What you need to do → Each line below with the string "house" should be copied.
⁂
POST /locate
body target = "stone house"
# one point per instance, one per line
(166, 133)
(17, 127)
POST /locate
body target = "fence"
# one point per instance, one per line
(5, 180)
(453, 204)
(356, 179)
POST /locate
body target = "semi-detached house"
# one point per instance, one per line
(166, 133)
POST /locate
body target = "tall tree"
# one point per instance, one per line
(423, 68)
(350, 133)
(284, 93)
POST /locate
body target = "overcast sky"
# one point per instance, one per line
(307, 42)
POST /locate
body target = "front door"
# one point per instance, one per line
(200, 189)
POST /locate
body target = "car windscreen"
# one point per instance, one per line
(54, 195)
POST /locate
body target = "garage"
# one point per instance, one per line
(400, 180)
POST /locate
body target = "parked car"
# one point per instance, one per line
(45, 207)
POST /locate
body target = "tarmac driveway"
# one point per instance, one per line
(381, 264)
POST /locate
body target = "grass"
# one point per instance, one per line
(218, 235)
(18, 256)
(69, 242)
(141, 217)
⁂
Task output →
body target = "stone house"
body target = "semi-detached house"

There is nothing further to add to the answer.